_SOURCE DOCUMENT_:
● ● ● ● ● ● ●
And that's just the genuine academics. Then there's the retail end, the burgeoning industry of the so-called "quantified self" – "There is further investment in the quantified self space as Canadian company Retrofit announces $8 million in new funding ..." – where a little more self-knowledge of bafflement might promote a little more healthy silence.

Let's get back to the engaging Professor Cliff. He opens the programme with a disarming story of his own unintelligence. He wrote a computer program years ago that emulates the activity of traders in markets – purely computational, perfectly feasible – which was instrumental in removing the human traders and replacing them with, as he says, a computer, a dog and a man. The dog's job is to protect the computer and the man's job is to feed the dog.

Why unintelligent? He gave the computer program away for free and lots of other people have made a fortune out of it. Is that so unintelligent? Discuss.
● ● ● ● ● ● ●
_STUDY MATERIAL_:
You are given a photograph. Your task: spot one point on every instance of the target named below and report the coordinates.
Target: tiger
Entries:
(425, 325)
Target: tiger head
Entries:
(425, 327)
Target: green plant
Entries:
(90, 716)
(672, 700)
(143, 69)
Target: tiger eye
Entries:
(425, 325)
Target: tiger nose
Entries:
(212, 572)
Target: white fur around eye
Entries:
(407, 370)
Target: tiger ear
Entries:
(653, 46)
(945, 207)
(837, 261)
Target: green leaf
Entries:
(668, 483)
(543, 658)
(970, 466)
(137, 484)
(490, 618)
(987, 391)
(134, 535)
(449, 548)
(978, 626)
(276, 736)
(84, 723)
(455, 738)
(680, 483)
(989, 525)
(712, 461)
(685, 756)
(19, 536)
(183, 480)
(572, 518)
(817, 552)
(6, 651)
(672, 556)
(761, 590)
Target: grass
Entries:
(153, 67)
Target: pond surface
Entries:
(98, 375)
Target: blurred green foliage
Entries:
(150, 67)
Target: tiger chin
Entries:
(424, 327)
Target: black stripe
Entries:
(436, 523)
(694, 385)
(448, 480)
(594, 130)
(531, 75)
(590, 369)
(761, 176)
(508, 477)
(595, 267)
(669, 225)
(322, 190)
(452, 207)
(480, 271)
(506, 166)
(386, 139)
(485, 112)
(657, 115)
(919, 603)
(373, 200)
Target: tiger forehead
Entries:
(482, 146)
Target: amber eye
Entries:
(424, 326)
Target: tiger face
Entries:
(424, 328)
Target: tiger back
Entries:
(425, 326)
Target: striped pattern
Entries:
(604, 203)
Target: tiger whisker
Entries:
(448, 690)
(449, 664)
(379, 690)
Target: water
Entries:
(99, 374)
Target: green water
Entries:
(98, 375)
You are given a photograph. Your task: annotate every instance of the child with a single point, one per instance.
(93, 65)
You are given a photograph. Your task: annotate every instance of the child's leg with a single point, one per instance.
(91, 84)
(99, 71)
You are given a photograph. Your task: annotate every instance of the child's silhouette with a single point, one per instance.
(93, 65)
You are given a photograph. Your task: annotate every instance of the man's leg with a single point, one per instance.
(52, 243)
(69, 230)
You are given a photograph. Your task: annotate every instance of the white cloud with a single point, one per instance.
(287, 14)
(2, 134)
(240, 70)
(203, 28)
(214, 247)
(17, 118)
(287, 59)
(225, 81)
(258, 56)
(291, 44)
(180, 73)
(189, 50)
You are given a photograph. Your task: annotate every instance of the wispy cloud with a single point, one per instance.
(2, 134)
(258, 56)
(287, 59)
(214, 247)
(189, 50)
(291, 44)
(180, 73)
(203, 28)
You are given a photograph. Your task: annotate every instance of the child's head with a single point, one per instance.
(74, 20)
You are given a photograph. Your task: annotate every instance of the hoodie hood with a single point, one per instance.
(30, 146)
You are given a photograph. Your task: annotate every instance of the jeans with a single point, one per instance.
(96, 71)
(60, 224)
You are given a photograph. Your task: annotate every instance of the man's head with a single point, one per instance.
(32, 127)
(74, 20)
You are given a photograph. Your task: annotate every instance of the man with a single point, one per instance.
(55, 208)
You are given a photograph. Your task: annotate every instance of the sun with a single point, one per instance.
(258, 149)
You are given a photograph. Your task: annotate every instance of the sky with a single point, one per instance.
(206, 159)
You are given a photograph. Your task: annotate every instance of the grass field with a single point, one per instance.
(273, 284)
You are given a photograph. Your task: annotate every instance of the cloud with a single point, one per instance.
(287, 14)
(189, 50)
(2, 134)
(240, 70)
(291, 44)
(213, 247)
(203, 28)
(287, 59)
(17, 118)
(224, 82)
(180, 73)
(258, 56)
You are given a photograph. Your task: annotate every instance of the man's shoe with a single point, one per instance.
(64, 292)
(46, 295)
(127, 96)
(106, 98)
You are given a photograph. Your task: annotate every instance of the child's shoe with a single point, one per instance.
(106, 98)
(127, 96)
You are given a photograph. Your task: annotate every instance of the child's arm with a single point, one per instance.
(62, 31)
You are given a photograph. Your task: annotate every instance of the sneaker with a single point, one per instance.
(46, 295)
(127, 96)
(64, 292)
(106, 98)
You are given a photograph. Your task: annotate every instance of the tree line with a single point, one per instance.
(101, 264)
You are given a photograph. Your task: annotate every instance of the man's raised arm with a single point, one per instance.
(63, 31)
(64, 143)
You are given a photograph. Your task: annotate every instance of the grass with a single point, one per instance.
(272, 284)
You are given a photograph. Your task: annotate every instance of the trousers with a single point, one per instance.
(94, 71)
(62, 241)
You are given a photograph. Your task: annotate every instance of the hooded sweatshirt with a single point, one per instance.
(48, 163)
● ● ● ● ● ● ●
_BRIEF_: Reproduce the text about Professor Cliff and the quantified self in full, word for word.

_FINISHED TASK_:
And that's just the genuine academics. Then there's the retail end, the burgeoning industry of the so-called "quantified self" – "There is further investment in the quantified self space as Canadian company Retrofit announces $8 million in new funding ..." – where a little more self-knowledge of bafflement might promote a little more healthy silence.

Let's get back to the engaging Professor Cliff. He opens the programme with a disarming story of his own unintelligence. He wrote a computer program years ago that emulates the activity of traders in markets – purely computational, perfectly feasible – which was instrumental in removing the human traders and replacing them with, as he says, a computer, a dog and a man. The dog's job is to protect the computer and the man's job is to feed the dog.

Why unintelligent? He gave the computer program away for free and lots of other people have made a fortune out of it. Is that so unintelligent? Discuss.